WORK TO BE COMPLETED: Each entry is to be transcribed exactly, with nothing added or dropped.

(Stored data entries)
*** Block opens ***
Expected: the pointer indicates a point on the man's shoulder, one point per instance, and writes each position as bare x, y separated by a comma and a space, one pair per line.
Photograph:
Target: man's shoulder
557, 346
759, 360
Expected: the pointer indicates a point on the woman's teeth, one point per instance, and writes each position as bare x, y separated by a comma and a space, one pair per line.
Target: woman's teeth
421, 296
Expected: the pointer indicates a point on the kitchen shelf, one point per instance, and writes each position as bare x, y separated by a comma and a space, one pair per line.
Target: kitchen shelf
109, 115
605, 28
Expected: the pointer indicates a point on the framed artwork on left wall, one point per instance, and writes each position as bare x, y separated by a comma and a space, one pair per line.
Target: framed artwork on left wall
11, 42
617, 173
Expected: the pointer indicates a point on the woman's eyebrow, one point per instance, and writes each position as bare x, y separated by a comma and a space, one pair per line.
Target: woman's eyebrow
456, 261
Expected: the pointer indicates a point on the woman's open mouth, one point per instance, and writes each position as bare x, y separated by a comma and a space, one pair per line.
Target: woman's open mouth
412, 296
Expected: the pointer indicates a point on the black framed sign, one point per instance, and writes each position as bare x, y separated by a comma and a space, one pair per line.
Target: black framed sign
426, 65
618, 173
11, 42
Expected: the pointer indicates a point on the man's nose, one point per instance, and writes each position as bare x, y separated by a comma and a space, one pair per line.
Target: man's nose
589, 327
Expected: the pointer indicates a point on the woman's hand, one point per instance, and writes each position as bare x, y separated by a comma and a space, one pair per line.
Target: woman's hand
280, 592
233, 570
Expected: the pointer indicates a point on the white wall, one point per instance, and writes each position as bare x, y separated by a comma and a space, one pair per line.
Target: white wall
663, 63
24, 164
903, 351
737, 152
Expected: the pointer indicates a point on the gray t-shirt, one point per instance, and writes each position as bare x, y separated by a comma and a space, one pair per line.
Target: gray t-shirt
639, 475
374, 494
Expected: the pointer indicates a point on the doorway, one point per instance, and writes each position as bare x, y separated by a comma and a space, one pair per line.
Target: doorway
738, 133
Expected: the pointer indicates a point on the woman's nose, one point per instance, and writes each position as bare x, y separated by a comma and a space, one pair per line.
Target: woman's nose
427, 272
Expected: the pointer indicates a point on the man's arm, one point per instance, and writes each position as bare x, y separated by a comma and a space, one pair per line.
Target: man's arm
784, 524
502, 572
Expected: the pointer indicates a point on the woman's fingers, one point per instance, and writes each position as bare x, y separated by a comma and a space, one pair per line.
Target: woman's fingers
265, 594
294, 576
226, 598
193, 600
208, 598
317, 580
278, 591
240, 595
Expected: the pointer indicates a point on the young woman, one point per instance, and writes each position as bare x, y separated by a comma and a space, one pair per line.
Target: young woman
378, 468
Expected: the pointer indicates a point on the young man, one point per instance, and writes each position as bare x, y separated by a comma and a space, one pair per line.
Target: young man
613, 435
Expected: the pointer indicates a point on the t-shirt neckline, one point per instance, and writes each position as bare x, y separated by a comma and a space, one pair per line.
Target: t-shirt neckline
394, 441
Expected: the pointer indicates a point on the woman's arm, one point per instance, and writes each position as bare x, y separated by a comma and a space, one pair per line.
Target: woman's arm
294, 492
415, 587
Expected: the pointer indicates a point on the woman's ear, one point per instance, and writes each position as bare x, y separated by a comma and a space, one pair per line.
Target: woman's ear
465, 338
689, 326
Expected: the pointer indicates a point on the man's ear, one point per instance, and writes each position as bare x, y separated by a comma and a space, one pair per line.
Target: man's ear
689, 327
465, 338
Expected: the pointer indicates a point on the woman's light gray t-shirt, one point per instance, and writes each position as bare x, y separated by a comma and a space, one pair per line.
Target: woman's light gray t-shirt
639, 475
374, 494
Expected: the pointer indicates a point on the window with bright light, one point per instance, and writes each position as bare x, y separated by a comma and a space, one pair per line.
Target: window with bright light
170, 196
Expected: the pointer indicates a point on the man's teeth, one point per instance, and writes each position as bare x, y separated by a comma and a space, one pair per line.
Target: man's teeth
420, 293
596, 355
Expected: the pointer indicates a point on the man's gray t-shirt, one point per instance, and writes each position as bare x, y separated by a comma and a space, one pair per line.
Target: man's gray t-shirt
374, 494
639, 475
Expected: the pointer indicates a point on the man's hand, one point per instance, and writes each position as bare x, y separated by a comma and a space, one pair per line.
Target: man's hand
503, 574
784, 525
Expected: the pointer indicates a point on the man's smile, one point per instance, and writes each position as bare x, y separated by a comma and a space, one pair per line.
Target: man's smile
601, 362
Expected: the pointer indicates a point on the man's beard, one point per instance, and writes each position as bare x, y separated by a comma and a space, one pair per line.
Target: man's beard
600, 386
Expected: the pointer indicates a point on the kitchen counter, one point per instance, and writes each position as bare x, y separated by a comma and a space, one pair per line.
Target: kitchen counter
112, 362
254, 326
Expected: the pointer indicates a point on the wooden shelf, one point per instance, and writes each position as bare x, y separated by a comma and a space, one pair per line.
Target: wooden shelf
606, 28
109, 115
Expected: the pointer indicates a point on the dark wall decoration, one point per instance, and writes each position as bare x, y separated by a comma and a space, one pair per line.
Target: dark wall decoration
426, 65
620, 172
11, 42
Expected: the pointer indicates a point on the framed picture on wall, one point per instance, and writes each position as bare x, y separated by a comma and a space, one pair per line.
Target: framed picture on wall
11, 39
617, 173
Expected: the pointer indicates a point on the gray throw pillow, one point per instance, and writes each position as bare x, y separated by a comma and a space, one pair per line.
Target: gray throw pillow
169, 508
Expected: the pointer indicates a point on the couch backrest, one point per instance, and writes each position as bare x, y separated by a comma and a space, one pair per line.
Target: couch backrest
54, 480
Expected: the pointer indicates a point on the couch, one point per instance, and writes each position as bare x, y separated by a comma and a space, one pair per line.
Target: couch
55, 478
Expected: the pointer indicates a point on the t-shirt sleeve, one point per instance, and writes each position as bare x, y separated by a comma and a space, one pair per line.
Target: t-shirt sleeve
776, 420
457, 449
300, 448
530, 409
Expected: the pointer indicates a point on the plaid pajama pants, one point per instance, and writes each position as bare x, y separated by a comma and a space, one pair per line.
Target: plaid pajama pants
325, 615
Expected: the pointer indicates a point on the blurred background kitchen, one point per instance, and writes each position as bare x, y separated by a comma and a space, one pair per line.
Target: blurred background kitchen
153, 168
*** Block closes ***
ANSWER BOX:
Expected: the pointer indicates a point on the man's shoulder, one point per instance, and writes each position as bare x, y separated by a comma and a space, one pair per line.
Photograph:
Target: man's shoulder
557, 346
759, 360
Expected: the pointer indicates a point on the woman's teeth, one point per instance, and writes each position as bare x, y separated by a comma and a space, one pair per line.
Target: woman's teeth
421, 296
Expected: the pointer indicates a point on the kitchen shelf, one point per instance, and writes each position as bare x, y separated by a comma and a space, one pair per line.
Target: kitchen shelf
109, 115
605, 28
Expected: the pointer indicates a point on the framed artwork on left wall, one point per instance, and writes each position as bare x, y separated by a comma and a space, one pair per line.
Target: framed artwork on left wall
11, 42
617, 173
Expected: the pointer indicates a point on the woman's eyebrow, one point per instance, and writes each position as bare x, y separated by a comma and a space, one pair per line.
Target: woman's eyebrow
456, 261
Expected: the pointer indicates a point on the woman's open mouth, one point per instance, and writes each position as bare x, y separated by a comma and a space, one pair per line.
Target: woman's open mouth
412, 296
Expected: the pointer indicates a point on the black framed sign, one point per instance, and writes each position as bare x, y separated by a comma and a space, one pair per line.
Target: black framed sign
426, 65
618, 173
11, 42
Expected: the pointer indicates a point on the man's nose, one point per instance, and writes each position as bare x, y separated by a comma and a space, one pair per line.
Target: man's nose
589, 327
Expected: the pointer indicates a point on the woman's hand, one point per instance, and writes each position as bare x, y separated by a comma and a space, one pair per line.
Target: woman's hand
280, 592
233, 570
Expected: the pointer indicates a point on the white wall, one point per instance, and writes each position as bare x, y separated by a comma and a space, one pair per line.
Target: white wall
663, 63
24, 164
903, 351
737, 152
Expected: the pointer indicates a point on the gray t-shirt, one point per instance, and writes each position as bare x, y separated by a comma and a space, one pair per line.
Target: gray t-shirt
639, 475
374, 494
Expected: the pointer indicates a point on the doorway, one point per instance, and writes each position as bare x, y separated by a comma and a space, one pair per line.
Target: doorway
738, 133
Expected: the pointer indicates a point on the woman's nose, one point per instance, and writes each position as bare x, y separated by a comma and a space, one pair per line.
Target: woman's nose
427, 272
Expected: the pointer indicates a point on the man's arm, one point per instance, and writes each position as bare x, y separated by a comma and a space, one pair per line.
Target: man's arm
784, 524
502, 572
Expected: the pointer indicates a point on the woman's fingers, one point per instance, and writes each position as bare x, y separated by a comma and a space, one pair per line.
Target: woman's fingers
265, 594
294, 576
226, 598
193, 600
208, 598
317, 580
278, 591
240, 595
Expected: the pointer indicates a point on the young woman, one point per instance, and writes each position as bare x, y separated by a comma and a space, one pair per line.
Target: young woman
378, 468
Expected: the pointer indicates a point on the young man, one point per instance, and writes each position as bare x, y separated by a comma and a space, one pair per line.
Target: young man
613, 435
Expected: the pointer indicates a point on the t-shirt neckline, one point per instance, and writes each position as bare x, y separated by a comma and a space, one pair per line.
Target: t-shirt neckline
394, 441
Expected: the pointer indicates a point on the woman's arm, one point per instance, and writes each position as bare x, y separated by a comma and a space, one pair per line.
Target: woman's arm
294, 492
415, 587
Expected: the pointer indicates a point on the woman's ear, one point per instance, and writes each position as bare x, y separated by a comma and a space, one pair per line.
Target: woman's ear
465, 338
689, 326
Expected: the pointer indicates a point on the man's ear, one point per instance, and writes each position as bare x, y separated by a comma and a space, one pair per line.
Target: man's ear
689, 327
465, 338
Expected: the pointer indicates a point on the woman's light gray t-shirt, one point per instance, and writes each position as bare x, y separated by a comma and a space, one pair per line.
Target: woman's light gray t-shirt
639, 475
374, 494
Expected: the pointer indicates a point on the window with bright light, one point per instance, and writes each position as bare x, y separated by a comma and a space, one pair per line.
Target: window with bright light
170, 196
Expected: the pointer indicates a point on the man's teeth, one point per instance, and writes each position as bare x, y separated by a comma and a space, one pair per line.
Target: man's teeth
420, 293
596, 355
Expected: the pointer indicates a point on the man's gray t-shirt, one point per instance, and writes each position as bare x, y separated by a comma and a space, one pair per line.
Target: man's gray t-shirt
374, 494
639, 475
Expected: the pointer indicates a point on the man's hand, one point per instance, and writes each position as bare x, y separated by a comma and a space, one pair per line.
Target: man's hand
503, 574
784, 525
Expected: the pointer indicates a point on the man's smile, one point per instance, and writes each position as bare x, y separated by a comma and a space, one pair per line.
Target: man's smile
601, 362
Expected: the pointer indicates a point on the man's beard, one point per instance, and writes each position as bare x, y separated by a comma and a space, one pair per line.
Target: man's beard
600, 386
Expected: the pointer indicates a point on the kitchen counter, one point per instance, and writes each position as bare x, y separated by a comma and a space, one pair per line.
Target: kitchen counter
112, 362
254, 326
Expected: the pointer indicates a point on the wooden shelf, one point per instance, and writes each position as bare x, y separated by a comma and a space, one pair per line.
Target: wooden shelf
606, 28
109, 115
Expected: the pointer indicates a point on the dark wall decoration, one point per instance, and writes each position as bare x, y separated by a comma and a space, one pair per line.
Target: dark wall decoration
426, 65
620, 172
11, 42
Expected: the pointer indicates a point on the framed picture on wall, one point per instance, and writes each position as bare x, y separated by a comma and a space, one pair per line.
Target: framed picture on wall
11, 39
617, 173
Expected: the pointer indicates a point on the gray throw pillow, one point per instance, and writes each position as bare x, y separated by a comma and a space, one pair per line.
Target: gray throw pillow
169, 508
Expected: the pointer indicates a point on the couch backrest, one point per instance, and writes each position as bare x, y separated by a comma and a space, one pair per line.
Target: couch backrest
54, 480
Expected: the pointer indicates a point on the couch, one point per instance, and writes each position as bare x, y separated by a comma and a space, one pair per line.
Target: couch
55, 478
Expected: the pointer indicates a point on the t-shirt sleeve, one point per instance, and writes each position as bare x, y separated by a comma and a space, one pair per line.
Target: t-shirt sleeve
776, 420
457, 449
300, 448
530, 409
Expected: the pointer indicates a point on the plaid pajama pants, one point per instance, and writes each position as bare x, y separated by a comma and a space, one pair per line.
Target: plaid pajama pants
325, 615
Expected: the pointer indicates a point on the blurred background kitchen, one point per instance, and writes each position as bare x, y separated by a comma and a space, one pair per line.
Target: blurred background kitchen
153, 168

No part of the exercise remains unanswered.